PROBLEMA BREVE - Según el texto sobre el poder de policía y la Suprema Corte, ¿a qué dos principios está sometido el poder de policía de los Estados?

Por lo que se refiere a los Estados, su acción político-económica se ejercita fundamentalmente a través del "poder de policía", dentro del cual se comprenden todas las facultades del Gobierno para dictar las normas que considere oportunas para la protección de la salud, de la seguridad y de la moral de sus ciudadanos y aun aquellas que dentro de ciertos límites envuelven restricciones a la libertad y al uso de la propiedad. Este poder, sin embargo, al igual que los poderes federales de que se habla en el párrafo anterior, está sometido a los principios del "debido proceso legal" y "la igual protección de las leyes".

La orientación general que debe guiar a la Suprema Corte yanqui en su función supervisora, ha sido y es una de las más debatidas cuestiones. La llamada tendencia liberal, cuyo más destacado representativo fue en los primeros treinta años de este siglo el Magistrado Oliver Wendell Holmes, se ha empeñado en sostener que como regla los tribunales deben abstenerse de pretender que su juicio sustituya al de las ramas políticas del Gobierno, siempre que se trate de regular la vida social y económica dentro de las órbitas respectivas que a la Federación y a los Estados corresponden. Esta teoría fue expuesta en el clásico voto disidente de 1905 dado por el Magistrado Holmes en un asunto de trabajo, en que se ventilaba la validez de una ley reguladora de la jornada máxima: una Constitución, dijo, "no se hace para acoger una doctrina económica particular, ya sea la del paternalismo y la de la relación orgánica del ciudadano con el Estado o la del laissez-faire".

[Datos de anotación sobre la ubicación de objetos]

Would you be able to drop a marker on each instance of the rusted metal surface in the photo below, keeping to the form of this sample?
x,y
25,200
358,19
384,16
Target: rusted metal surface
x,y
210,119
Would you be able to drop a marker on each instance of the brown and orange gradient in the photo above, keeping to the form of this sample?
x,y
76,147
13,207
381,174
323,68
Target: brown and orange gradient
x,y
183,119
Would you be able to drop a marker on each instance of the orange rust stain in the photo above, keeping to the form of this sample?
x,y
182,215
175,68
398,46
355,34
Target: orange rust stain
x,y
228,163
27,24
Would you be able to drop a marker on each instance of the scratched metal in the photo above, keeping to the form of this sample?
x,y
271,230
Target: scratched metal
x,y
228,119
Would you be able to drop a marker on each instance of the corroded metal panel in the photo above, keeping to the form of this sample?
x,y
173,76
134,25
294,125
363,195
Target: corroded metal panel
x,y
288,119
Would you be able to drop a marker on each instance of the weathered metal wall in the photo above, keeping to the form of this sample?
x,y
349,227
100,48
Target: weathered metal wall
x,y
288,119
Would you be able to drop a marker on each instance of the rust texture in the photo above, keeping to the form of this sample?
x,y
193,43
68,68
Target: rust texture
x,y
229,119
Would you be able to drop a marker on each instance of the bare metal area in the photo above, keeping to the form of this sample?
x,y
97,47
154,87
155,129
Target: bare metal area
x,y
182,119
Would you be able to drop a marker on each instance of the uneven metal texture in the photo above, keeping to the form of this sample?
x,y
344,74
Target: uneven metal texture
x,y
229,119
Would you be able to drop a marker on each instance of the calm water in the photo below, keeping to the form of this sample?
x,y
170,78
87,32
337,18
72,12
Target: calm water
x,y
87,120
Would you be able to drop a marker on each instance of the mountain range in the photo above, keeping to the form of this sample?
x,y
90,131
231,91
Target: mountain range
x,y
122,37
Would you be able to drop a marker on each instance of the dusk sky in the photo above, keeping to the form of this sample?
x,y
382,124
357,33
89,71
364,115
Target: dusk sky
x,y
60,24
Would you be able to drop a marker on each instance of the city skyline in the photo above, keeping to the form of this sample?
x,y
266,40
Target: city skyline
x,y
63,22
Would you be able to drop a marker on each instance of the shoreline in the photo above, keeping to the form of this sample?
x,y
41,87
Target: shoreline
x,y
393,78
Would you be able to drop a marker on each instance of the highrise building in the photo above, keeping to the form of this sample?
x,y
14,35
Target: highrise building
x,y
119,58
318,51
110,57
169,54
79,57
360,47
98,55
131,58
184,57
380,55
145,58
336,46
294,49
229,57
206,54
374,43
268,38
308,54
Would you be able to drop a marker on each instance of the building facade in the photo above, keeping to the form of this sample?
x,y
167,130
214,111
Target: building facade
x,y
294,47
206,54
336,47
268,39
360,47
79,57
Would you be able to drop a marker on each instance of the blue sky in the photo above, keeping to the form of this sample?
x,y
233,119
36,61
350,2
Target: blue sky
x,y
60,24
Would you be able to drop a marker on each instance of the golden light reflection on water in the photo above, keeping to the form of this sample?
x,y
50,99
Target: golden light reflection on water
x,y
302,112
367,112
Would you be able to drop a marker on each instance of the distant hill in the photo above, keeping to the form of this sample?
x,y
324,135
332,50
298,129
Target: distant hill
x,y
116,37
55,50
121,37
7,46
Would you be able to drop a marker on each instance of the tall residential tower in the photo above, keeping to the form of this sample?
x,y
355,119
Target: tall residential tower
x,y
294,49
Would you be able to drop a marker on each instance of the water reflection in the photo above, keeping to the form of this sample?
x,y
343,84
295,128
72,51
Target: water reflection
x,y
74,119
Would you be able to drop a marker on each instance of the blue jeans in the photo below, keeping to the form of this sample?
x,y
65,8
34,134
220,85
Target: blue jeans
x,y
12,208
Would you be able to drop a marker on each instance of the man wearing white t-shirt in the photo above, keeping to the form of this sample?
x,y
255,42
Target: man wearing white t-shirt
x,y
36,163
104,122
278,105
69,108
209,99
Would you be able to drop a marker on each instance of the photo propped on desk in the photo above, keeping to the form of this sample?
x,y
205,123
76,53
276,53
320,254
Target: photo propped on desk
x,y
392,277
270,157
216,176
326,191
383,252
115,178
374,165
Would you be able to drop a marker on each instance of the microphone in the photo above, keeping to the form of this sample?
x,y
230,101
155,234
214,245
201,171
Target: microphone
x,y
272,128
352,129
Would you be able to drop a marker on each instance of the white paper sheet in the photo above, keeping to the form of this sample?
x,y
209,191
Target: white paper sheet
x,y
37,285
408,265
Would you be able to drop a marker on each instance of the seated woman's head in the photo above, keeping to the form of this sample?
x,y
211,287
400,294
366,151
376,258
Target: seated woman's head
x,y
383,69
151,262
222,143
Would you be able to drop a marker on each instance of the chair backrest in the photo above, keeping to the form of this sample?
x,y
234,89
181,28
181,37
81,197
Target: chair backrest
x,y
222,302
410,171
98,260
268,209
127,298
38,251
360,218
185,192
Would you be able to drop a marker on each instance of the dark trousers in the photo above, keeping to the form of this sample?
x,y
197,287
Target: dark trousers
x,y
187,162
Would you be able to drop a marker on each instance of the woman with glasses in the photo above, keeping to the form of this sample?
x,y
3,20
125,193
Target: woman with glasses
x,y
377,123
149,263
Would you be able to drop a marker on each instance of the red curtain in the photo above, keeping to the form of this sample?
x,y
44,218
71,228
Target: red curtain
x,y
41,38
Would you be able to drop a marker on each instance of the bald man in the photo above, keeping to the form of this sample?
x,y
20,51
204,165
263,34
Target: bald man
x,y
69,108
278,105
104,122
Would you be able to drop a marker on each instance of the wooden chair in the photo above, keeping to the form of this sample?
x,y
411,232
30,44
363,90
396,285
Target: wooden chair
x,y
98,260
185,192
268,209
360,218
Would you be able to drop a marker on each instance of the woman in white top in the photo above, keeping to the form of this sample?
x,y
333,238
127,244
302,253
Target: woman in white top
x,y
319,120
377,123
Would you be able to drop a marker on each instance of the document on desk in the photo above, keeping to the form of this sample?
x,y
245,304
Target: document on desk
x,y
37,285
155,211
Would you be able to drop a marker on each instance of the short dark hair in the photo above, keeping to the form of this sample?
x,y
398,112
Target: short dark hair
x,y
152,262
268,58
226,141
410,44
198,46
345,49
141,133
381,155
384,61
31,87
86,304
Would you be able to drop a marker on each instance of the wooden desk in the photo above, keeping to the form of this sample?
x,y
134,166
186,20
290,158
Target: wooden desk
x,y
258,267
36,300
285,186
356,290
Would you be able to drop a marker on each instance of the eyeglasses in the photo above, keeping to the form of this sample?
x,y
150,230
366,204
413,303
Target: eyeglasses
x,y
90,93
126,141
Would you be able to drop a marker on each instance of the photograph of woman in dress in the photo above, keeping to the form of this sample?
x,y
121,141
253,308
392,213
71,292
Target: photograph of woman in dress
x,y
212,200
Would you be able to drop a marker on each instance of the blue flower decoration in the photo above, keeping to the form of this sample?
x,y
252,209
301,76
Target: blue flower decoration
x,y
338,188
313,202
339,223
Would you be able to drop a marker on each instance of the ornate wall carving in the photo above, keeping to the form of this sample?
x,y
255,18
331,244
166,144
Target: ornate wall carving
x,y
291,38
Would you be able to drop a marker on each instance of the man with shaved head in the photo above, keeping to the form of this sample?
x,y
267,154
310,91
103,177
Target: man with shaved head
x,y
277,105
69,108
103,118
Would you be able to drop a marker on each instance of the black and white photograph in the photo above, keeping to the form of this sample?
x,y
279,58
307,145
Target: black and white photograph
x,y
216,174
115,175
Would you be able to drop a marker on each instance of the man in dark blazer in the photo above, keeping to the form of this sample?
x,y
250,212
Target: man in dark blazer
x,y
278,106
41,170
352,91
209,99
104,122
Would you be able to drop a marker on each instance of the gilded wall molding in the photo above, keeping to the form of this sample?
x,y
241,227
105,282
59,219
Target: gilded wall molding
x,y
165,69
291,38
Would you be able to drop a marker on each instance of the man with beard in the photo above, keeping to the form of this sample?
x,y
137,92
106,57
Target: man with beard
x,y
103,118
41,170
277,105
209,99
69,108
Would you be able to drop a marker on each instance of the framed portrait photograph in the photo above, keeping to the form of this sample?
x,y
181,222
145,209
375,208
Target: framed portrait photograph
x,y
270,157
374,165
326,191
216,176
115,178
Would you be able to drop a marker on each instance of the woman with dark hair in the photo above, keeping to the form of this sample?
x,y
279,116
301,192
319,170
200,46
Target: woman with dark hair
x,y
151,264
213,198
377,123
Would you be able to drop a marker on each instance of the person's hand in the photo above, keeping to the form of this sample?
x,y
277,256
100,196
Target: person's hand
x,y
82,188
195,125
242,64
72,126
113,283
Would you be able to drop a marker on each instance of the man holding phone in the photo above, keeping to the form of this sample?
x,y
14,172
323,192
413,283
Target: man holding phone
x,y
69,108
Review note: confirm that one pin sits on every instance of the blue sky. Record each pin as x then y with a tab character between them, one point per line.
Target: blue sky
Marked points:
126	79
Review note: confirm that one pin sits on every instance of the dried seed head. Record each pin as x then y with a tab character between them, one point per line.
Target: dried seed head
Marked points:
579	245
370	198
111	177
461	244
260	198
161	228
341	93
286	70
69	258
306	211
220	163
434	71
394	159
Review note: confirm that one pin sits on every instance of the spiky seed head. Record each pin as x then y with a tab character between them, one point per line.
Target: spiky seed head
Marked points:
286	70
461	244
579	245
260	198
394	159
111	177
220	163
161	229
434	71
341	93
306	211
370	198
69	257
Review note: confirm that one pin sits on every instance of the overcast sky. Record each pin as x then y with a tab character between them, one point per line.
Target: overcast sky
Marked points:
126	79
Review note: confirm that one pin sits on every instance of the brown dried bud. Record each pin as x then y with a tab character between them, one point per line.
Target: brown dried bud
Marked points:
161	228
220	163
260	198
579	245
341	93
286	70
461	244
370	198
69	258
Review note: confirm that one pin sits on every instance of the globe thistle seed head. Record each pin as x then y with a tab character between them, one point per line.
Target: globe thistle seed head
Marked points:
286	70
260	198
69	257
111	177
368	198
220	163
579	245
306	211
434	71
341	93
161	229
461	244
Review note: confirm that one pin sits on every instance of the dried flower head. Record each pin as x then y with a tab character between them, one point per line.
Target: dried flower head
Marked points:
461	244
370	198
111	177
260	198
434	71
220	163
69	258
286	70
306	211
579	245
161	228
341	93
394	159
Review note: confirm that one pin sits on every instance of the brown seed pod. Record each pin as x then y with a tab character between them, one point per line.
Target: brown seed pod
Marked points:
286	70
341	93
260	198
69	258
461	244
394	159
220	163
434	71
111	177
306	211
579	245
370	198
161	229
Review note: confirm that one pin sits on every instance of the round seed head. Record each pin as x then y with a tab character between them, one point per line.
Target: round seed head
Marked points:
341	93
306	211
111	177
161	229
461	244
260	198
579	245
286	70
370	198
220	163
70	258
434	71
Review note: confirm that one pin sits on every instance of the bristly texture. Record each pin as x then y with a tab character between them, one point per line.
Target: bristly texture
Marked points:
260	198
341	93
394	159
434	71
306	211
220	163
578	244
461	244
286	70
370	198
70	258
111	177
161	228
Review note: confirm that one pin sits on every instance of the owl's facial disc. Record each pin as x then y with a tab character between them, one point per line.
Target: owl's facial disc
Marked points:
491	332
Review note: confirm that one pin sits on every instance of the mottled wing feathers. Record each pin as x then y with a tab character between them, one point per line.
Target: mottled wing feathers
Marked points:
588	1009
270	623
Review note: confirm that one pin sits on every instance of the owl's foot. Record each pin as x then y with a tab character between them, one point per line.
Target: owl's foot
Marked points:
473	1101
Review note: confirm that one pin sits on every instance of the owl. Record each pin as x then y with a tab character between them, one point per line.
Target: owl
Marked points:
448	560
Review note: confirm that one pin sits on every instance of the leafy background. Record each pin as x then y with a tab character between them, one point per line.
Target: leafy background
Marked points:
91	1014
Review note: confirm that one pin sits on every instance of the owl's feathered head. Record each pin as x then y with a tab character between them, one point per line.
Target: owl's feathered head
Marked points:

RESULTADO - Al del "debido proceso legal" y al de "la igual protección de las leyes".